-- WHAT TO WORK ON --
Copy out the complete listing, word for word.

-- MATERIAL FOR THIS TASK --
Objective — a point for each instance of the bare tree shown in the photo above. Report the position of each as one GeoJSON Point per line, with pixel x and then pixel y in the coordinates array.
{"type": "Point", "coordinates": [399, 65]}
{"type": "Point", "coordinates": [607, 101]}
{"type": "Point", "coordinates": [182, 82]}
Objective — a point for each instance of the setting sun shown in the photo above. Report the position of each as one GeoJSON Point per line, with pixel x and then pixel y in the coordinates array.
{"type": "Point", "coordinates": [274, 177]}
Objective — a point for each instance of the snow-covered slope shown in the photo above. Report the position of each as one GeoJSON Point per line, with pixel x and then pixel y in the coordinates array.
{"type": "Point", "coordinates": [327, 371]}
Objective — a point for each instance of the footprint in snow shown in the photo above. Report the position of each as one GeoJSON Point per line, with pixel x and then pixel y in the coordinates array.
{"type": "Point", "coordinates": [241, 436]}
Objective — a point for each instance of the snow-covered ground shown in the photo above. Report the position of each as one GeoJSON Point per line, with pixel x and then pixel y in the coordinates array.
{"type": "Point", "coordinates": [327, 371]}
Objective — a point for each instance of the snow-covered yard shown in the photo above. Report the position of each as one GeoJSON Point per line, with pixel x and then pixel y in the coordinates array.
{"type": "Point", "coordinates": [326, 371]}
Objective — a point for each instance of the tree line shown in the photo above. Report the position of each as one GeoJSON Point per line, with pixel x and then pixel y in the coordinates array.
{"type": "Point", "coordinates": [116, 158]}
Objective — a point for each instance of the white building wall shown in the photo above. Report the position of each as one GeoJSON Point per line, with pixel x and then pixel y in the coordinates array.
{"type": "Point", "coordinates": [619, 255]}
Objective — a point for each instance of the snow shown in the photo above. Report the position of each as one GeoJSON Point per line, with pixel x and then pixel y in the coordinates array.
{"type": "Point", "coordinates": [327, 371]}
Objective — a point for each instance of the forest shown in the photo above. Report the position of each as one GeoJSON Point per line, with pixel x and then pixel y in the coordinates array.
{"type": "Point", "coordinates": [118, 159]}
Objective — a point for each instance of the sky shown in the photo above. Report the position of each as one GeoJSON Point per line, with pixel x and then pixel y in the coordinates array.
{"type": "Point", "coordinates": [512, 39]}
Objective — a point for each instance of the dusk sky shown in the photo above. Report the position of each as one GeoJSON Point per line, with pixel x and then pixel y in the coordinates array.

-- TASK RESULT --
Objective — a point for each instance of the bare tree shown in the photo above. Report the position of each as one GeoJSON Point per line, with pixel x and then pixel y in the coordinates array.
{"type": "Point", "coordinates": [399, 65]}
{"type": "Point", "coordinates": [607, 101]}
{"type": "Point", "coordinates": [182, 82]}
Objective — a point for each instance of the setting sun shown in the photo above. Report the position of each as one GeoJSON Point per line, with pixel x and then pixel y in the coordinates array.
{"type": "Point", "coordinates": [274, 177]}
Objective — a point for each instance of the snow-covered slope shown in the photo above. Report the position of each as one GeoJSON Point per line, with pixel x and then pixel y in the coordinates array.
{"type": "Point", "coordinates": [327, 371]}
Objective — a point for each instance of the footprint in snow shown in the photo above. Report the position of each as one GeoJSON Point per line, with pixel x and then pixel y in the coordinates array.
{"type": "Point", "coordinates": [241, 436]}
Objective — a point for each instance of the snow-covered ground shown in the photo above. Report the position of each as one GeoJSON Point per line, with pixel x and then pixel y in the coordinates array.
{"type": "Point", "coordinates": [327, 371]}
Objective — a point for each instance of the snow-covered yard shown in the photo above. Report the position of each as one GeoJSON Point per line, with pixel x and then pixel y in the coordinates array.
{"type": "Point", "coordinates": [326, 371]}
Objective — a point for each instance of the tree line shown in the photo above. Report the position of each as one GeoJSON Point per line, with pixel x and then pixel y in the coordinates array.
{"type": "Point", "coordinates": [116, 158]}
Objective — a point for each instance of the white building wall shown in the photo above. Report the position of each as one GeoJSON Point per line, with pixel x and then pixel y in the coordinates array.
{"type": "Point", "coordinates": [619, 255]}
Objective — a point for each instance of the snow shown in the photo above. Report the position of each as one GeoJSON Point per line, with pixel x and then pixel y in the coordinates array.
{"type": "Point", "coordinates": [327, 371]}
Objective — a point for each instance of the forest shown in the photo above. Report the position of each as one GeoJSON Point per line, with pixel x and then pixel y in the coordinates array.
{"type": "Point", "coordinates": [118, 159]}
Objective — a point for each instance of the sky shown in the photo above. Report the position of each as one GeoJSON Point per line, with pixel x and then pixel y in the coordinates array.
{"type": "Point", "coordinates": [512, 39]}
Objective — a point for each instance of the dusk sky shown in the photo above. Report the position of each as one GeoJSON Point per line, with pixel x and then pixel y in the coordinates array.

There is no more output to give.